### Input records ###

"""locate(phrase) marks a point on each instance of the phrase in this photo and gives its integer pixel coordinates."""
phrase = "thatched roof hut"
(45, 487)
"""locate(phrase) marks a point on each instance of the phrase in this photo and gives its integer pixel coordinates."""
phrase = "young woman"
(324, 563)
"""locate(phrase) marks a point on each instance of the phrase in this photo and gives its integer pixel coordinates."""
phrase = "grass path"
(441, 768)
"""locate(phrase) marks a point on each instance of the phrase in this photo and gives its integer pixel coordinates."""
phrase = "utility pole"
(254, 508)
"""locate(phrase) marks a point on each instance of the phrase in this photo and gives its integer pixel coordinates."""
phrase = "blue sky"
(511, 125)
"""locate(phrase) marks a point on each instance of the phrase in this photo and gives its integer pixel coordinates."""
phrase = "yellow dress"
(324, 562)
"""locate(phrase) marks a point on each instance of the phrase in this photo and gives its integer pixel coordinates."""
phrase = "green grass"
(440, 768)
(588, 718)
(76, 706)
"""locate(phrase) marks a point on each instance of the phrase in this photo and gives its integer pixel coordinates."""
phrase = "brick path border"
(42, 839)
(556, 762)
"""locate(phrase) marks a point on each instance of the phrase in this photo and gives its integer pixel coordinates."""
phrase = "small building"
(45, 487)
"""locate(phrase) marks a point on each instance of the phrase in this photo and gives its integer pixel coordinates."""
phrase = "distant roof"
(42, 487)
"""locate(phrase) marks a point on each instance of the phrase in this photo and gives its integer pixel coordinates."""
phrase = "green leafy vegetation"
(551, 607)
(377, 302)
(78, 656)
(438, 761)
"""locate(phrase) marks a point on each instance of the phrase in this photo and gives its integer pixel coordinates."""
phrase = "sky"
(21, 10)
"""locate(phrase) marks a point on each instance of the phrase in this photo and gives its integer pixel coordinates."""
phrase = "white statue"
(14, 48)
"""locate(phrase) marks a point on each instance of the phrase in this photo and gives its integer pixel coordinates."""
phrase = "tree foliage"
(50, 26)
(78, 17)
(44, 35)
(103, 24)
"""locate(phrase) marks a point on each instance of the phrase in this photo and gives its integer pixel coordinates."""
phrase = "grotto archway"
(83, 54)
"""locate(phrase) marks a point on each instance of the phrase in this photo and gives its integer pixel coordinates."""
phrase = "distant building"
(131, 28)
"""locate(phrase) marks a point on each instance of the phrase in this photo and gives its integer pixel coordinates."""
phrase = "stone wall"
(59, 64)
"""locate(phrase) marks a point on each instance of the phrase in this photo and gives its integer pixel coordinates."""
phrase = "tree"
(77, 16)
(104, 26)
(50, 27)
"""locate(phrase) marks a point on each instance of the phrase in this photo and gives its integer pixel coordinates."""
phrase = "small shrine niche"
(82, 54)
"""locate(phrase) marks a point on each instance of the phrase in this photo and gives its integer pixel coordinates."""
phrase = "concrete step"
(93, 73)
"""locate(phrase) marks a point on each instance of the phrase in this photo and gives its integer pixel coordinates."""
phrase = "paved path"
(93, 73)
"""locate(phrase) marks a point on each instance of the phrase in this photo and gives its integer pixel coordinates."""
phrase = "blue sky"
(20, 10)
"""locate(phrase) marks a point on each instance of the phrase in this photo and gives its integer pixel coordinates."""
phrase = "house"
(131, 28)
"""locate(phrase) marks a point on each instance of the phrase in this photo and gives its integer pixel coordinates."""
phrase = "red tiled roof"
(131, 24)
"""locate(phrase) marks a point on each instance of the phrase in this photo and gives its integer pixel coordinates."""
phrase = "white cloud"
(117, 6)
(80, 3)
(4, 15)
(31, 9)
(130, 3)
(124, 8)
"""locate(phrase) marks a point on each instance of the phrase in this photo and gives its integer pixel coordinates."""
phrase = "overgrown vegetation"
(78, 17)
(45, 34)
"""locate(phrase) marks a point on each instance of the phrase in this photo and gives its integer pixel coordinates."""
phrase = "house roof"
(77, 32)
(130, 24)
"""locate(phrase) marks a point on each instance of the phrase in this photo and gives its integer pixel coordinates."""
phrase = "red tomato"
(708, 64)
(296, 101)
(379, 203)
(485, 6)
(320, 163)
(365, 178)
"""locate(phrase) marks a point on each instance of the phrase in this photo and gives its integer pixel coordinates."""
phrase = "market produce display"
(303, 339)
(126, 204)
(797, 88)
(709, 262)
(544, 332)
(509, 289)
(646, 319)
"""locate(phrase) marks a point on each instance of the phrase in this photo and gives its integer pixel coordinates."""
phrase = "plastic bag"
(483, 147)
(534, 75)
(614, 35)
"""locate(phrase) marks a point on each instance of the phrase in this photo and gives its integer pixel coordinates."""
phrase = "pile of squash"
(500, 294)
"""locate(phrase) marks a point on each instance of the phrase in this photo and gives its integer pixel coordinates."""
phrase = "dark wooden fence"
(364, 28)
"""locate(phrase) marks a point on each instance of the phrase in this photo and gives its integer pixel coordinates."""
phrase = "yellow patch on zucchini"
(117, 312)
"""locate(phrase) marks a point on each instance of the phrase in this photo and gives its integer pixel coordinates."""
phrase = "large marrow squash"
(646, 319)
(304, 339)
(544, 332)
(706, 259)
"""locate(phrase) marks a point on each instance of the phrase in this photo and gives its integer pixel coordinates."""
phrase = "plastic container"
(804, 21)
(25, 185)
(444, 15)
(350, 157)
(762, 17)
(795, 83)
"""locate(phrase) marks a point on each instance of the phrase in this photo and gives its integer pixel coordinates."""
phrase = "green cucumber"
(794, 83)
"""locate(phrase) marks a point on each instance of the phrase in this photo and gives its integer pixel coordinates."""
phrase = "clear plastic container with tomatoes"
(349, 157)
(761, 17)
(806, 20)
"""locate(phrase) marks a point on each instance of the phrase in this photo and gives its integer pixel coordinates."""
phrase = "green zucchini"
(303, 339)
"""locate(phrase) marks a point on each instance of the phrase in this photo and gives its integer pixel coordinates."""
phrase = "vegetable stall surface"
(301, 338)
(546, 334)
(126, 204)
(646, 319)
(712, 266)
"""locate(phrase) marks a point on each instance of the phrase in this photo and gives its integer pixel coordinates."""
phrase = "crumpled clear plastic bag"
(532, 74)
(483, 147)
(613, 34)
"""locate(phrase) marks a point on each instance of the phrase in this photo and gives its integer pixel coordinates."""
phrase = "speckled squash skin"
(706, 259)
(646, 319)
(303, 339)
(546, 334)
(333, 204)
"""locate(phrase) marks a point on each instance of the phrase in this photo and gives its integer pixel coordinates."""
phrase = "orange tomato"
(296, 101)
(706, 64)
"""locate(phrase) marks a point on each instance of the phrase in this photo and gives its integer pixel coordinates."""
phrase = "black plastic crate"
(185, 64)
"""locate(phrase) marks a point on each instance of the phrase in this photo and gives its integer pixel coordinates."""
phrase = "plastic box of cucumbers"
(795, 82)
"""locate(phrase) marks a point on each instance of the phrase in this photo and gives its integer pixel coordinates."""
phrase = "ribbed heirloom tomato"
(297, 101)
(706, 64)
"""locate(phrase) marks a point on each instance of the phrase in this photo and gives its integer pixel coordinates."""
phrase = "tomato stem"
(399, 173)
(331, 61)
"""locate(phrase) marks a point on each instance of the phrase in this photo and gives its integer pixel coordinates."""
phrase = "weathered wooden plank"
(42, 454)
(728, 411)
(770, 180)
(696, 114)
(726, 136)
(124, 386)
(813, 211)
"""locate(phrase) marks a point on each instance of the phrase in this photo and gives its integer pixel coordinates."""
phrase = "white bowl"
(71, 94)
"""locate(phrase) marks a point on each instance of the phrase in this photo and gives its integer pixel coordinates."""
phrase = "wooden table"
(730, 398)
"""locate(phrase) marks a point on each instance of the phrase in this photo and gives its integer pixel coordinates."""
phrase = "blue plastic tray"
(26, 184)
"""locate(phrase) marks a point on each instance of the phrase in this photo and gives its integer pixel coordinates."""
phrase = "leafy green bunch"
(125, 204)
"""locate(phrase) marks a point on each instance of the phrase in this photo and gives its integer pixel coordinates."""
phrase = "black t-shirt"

###

▶ **Aim of the exercise**: How many lines of the data above contain the word "small"? Reply with the number alone.

▶ **Solution to this problem**: 2